» **What is being asked**:
Reproduce the following material word for word, keeping every line unchanged and in the same order.

-- START Source records --

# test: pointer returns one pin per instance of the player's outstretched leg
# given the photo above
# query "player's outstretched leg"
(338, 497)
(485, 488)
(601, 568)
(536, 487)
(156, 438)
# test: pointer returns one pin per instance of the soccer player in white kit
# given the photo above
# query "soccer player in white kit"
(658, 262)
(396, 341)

-- END Source records --

» **Exercise solution**:
# test: pointer returns one pin per instance of the player's outstretched leg
# given the photo above
# query "player's outstretched leg"
(338, 497)
(485, 488)
(601, 568)
(536, 487)
(156, 438)
# test: pointer returns one pin per instance of the soccer player in white kit
# given the photo above
# query "soccer player in white kit"
(658, 262)
(396, 341)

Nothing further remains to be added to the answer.